§ **Given data**:

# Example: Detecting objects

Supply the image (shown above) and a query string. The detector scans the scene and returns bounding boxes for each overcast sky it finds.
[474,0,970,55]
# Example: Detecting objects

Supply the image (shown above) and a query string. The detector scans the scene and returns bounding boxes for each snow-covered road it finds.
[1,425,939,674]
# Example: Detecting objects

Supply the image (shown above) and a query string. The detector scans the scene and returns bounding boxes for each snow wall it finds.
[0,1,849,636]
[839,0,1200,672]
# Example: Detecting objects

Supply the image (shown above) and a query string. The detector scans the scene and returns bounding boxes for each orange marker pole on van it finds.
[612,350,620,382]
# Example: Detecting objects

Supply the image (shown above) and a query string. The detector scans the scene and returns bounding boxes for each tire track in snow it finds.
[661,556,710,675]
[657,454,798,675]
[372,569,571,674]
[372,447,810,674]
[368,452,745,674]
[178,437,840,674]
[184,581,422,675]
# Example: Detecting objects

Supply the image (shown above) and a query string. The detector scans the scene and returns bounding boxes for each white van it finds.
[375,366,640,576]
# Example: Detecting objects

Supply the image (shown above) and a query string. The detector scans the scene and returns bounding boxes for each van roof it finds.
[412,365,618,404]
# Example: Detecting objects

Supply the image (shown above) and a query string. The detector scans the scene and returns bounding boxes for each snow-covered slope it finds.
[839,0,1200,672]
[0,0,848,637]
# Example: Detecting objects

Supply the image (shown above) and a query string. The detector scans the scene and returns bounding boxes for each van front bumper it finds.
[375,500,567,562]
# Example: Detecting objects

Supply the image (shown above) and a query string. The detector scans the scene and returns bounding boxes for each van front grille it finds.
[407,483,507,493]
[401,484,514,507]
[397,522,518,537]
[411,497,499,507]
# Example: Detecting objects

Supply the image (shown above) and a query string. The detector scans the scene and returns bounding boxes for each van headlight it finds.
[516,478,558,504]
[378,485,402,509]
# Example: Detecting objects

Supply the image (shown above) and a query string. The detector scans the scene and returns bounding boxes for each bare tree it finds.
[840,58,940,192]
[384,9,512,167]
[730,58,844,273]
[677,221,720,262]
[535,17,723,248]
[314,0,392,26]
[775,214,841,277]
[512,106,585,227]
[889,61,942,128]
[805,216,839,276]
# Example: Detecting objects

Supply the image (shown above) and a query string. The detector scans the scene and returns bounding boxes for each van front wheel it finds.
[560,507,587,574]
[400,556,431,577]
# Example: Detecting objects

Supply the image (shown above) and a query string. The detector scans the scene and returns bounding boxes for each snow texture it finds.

§ **Task statement**: Reproduce the material above precisely, omitting nothing.

§ **Answer for this exercise**:
# Example: Detecting objects

Supply the image (shown above) and a query string. The detector scans the scene and returns bounding boxes for each overcast sky it finds.
[474,0,970,55]
# Example: Detecting objects

Supply the image (shown above) and a query string. The detector scans the scene and returns bounding boxes for each snow-covered road it finds.
[1,425,939,674]
# Example: Detecting objects

Supply the image (shown above) and a query string. The detector scans the scene and returns bounding boxes for each snow wall it finds.
[0,1,849,636]
[839,0,1200,672]
# Example: Detecting objects

Supply the image (shown above) and a query string. The detector scans the scene and returns bounding boxes for each orange marker pole on van it finds.
[612,350,620,382]
# Example: Detecting objects

Supply the image (shown above) and a query string. The detector scans the scene and returns bounding boxes for each tire track in snow it finds.
[661,556,710,675]
[657,454,798,675]
[372,569,571,674]
[372,447,810,674]
[368,452,745,674]
[178,437,840,674]
[184,581,422,675]
# Example: Detecting objects

Supply the image (shown above) and a query string. The detector scans the scene and returns bounding boxes for each white van it finds.
[375,366,640,576]
# Example: Detecting objects

Supply the image (shown above) and a query string. The detector scans the scene and returns bounding boxes for each van roof it finds.
[412,365,618,404]
# Example: Detecting objects

Supply the image (shown above) and a query string. The detector scans the scene and returns bounding boxes for each snow-covered slope it finds.
[839,0,1200,672]
[0,0,848,637]
# Example: Detecting objects

Supply the image (shown above) and a query string. The detector scans the scene and returns bounding boxes for each van front bumper it finds.
[375,500,567,562]
# Example: Detecting objects

Supply the image (shown above) and a query string. The detector scans the scene and returns bounding boxes for each van front grille it finds.
[407,483,507,493]
[401,484,514,507]
[397,522,518,537]
[411,497,499,507]
# Example: Detecting objects

Supply the image (shown above) and a query string. The detector scans the scene and returns bounding boxes for each van headlight it finds.
[516,478,558,504]
[378,485,402,509]
# Example: Detecting objects

Supply the image (shown above) and a query string. The detector scans the scene and returns bounding boxes for each bare tree it finds.
[840,58,940,192]
[384,9,512,167]
[730,58,844,273]
[677,221,720,262]
[535,17,723,248]
[314,0,392,26]
[775,214,841,277]
[512,106,585,227]
[889,61,942,128]
[805,216,839,276]
# Example: Detecting objects

Supply the image (shown above) and a query string. The detector scans the scene and returns bounding boxes for each van front wheel it finds.
[560,507,587,574]
[400,556,431,577]
# Example: Detecting objects

Supply the image (shown above) and a query string. The detector scans the scene and returns bounding boxes for each snow texture it finds.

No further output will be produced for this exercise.